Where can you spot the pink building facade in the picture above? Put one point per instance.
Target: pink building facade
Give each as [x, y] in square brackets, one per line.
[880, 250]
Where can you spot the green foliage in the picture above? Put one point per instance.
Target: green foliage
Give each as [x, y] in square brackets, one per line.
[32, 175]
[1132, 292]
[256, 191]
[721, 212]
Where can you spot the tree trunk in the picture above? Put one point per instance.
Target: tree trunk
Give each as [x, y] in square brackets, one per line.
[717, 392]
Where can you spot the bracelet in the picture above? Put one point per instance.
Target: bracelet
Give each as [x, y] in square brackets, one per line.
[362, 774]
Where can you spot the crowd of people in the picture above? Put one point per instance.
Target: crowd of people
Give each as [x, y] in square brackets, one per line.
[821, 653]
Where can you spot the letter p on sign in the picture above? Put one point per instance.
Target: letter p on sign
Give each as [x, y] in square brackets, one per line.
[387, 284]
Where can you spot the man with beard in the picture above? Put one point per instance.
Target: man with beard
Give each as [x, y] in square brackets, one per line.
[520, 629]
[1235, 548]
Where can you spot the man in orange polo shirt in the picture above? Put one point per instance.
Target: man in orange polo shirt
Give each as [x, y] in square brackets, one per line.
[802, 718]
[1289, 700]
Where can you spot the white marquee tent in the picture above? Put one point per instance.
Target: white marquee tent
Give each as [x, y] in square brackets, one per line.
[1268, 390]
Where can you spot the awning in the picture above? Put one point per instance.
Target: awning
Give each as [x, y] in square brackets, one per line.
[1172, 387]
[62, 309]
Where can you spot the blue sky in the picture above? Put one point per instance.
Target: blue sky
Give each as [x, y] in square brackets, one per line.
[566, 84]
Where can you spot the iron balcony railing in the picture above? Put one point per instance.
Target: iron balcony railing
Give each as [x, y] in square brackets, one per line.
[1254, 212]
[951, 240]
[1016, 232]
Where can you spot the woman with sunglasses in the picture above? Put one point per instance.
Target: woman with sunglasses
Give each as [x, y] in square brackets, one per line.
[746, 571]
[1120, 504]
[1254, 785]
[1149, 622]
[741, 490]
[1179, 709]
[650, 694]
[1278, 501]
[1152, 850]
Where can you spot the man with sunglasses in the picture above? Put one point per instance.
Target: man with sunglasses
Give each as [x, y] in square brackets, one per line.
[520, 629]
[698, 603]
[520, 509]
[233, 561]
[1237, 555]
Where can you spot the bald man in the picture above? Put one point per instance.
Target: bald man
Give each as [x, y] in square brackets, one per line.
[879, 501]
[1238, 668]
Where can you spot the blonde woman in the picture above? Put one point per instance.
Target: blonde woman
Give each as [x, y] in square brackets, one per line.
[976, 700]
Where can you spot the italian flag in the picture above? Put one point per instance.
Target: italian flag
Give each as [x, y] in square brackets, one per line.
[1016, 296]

### Short exercise
Reproduce all of the lines above word for word, without changing anything.

### Solution for this task
Where can you spot the pink building facade in the picture above? Put one point per instance.
Target: pink building facade
Give each as [x, y] in square brackets, one per line.
[880, 250]
Where can you spot the green foliage in the picture above? Put one point per instance.
Target: green foliage
Give each as [x, y] in square brackets, one per line.
[32, 175]
[1132, 292]
[256, 191]
[721, 212]
Where can you spot the tree trunk in the picture above? Put one point per instance.
Target: tree trunk
Give each as [x, y] in square brackets, one per line.
[717, 392]
Where can you spot the bracelet in the picture above? Put one point per instance.
Target: bracelet
Give each as [x, y] in square brackets, one per line.
[362, 774]
Where can you spot the crowd of people in the picture above? Put one point per instance.
Target: crowd of people
Give each as [x, y] in square brackets, one per line.
[821, 653]
Where can you spot the letter p on sign in the picture above? Put one point per instance.
Target: letter p on sign
Give each as [x, y] in square brackets, one per line.
[387, 284]
Where can you spot the man with beard in the picture above? Put one point per instance.
Target: man with beard
Give each as [x, y] in square brackets, one per line.
[520, 629]
[1235, 548]
Where can you spot the man in orange polo shirt in the picture above? Put one point per instance.
Target: man in orange polo shirt
Give each as [x, y] in square brackets, one per line.
[802, 718]
[1289, 700]
Where can you spot the white marquee tent in the picture above? Put one point per instance.
Target: white marquee tent
Give each as [x, y] in square brackets, one per line.
[1268, 390]
Where can you spot the awning in the picture above? Put one point per instance.
Target: awning
Give each as [x, y] in square brackets, one per line.
[1172, 387]
[62, 309]
Where can you spot the blue sky in the picture above? Put one point per instance.
Target: blue sky
Give each as [x, y] in square brackets, one per line.
[566, 84]
Where can you spot the iron balcony railing in the picture above? Put one point per instance.
Target: iron balcony railing
Give each as [x, y] in square brackets, one per line.
[1254, 212]
[951, 240]
[1016, 232]
Where can you spot the woman with sunglasses in the picture above? Put one point per instance.
Target: woman with sunglasses
Give each as [x, y] in square brackets, one per line.
[746, 571]
[1120, 504]
[1254, 785]
[1149, 622]
[741, 490]
[1179, 709]
[650, 694]
[1278, 501]
[1152, 850]
Where can you spot the man with sunglasses in the picture above? Put one point per instance.
Target: man with sunglasses
Give each as [x, y] in square brackets, one per line.
[520, 629]
[698, 603]
[520, 509]
[233, 561]
[1237, 555]
Where can you spot the bald man in the picture above? Put one point per instance.
Target: bald man
Give each as [x, y] in square brackets, one per line.
[879, 501]
[1238, 668]
Where can you spot the blonde woman in the picture above? Put one point per instance.
Target: blonde woman
Give each as [x, y] in square brackets, one per line.
[976, 700]
Where can you spot the italian flag in the picture above? Put one point per instance.
Target: italian flag
Give each as [x, y] in square brackets, one per line.
[1016, 296]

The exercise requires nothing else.